▶ [TASK REQUIREMENTS]
1/ Reproduce the part of the Sharjah car thread from "I have read" to "want to do.".
2/ Do these statements agree with the Sharjah car thread? Answer yes or no for each, quoting the deciding words. (a) The car the first poster found currently has Dubai plates. (b) The Sharjah-based RTA vehicle registration center is near the Sharjah Airport and Emirates Road. (c) Registration must be transferred to the buyer before the Tasjeel checkup.

# Buying a 2nd hand car from Sharjah



## mungomango (Apr 30, 2012)

Hi,
I have found a car to buy that currently has Sharjah plates but I want to bring it to Dubai.
I have read about it, but can anyone tell me the exact process. Can I buy insurance at Tasjeel in Sharjah to cover it into Dubai? Do I have to then register it in Dubai at one of the RTA places here?
Thanks.


----------



## md000 (Dec 16, 2008)

Here is the process:

1) Go to the Sharjah-based RTA vehicle registration center (out near the Sharjah Airport and Emirates Road) - tell them exactly what you have done and what you want to do.
2) They will walk you through the process - first, you have to get Tasjeel/checkup; second, you will have to transfer registration from the previous owner to yourself; third, you will need to obtain export insurance (obtained within the registration place).

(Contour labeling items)

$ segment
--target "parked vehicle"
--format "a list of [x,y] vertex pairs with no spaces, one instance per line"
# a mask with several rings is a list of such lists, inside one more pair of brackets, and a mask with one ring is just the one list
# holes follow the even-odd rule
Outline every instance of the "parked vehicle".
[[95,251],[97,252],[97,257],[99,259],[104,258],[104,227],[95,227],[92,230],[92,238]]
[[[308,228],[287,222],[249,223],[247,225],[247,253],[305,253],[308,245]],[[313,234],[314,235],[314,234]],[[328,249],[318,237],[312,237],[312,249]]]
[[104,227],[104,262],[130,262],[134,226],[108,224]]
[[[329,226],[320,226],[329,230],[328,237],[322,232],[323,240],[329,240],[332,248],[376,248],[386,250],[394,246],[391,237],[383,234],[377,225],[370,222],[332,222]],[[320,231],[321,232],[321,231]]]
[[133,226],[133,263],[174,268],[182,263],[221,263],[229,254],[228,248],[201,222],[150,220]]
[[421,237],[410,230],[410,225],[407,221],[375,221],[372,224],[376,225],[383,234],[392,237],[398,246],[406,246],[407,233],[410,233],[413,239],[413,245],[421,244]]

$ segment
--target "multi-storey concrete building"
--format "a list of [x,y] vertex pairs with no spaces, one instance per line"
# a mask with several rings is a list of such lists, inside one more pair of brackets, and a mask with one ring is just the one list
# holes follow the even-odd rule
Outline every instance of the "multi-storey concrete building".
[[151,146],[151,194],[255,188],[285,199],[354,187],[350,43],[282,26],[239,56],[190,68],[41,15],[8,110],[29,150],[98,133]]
...
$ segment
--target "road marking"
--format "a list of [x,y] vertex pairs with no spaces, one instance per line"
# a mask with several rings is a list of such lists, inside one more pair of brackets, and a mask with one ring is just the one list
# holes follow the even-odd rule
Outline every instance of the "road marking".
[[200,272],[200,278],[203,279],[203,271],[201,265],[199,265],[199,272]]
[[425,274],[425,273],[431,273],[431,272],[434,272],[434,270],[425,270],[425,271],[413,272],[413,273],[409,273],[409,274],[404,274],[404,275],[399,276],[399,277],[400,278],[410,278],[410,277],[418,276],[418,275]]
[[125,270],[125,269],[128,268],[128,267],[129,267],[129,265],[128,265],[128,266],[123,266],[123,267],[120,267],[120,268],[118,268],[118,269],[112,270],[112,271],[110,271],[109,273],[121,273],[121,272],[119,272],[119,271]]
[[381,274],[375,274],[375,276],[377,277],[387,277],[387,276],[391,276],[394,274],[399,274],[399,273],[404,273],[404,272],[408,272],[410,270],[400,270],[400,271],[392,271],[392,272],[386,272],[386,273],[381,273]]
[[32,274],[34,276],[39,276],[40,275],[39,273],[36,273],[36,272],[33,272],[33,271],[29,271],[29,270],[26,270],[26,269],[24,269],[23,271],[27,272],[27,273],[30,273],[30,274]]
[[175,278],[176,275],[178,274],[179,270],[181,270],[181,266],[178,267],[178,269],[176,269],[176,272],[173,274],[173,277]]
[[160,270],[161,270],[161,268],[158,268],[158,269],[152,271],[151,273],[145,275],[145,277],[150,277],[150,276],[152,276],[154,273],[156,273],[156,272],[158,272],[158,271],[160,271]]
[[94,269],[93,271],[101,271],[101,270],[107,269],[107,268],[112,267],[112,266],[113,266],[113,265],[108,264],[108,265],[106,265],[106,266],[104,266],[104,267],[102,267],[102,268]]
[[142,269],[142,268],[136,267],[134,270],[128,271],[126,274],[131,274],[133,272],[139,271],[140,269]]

▶ [ANSWERS PER TASK]
1/
I have read about it, but can anyone tell me the exact process. Can I buy insurance at Tasjeel in Sharjah to cover it into Dubai? Do I have to then register it in Dubai at one of the RTA places here?
Thanks.


----------



## md000 (Dec 16, 2008)

Here is the process:

1) Go to the Sharjah-based RTA vehicle registration center (out near the Sharjah Airport and Emirates Road) - tell them exactly what you have done and what you want to do.

2/
(a) No: "currently has Sharjah plates"
(b) Yes: "out near the Sharjah Airport and Emirates Road"
(c) No: "first, you have to get Tasjeel/checkup; second, you will have to transfer registration from the previous owner to yourself"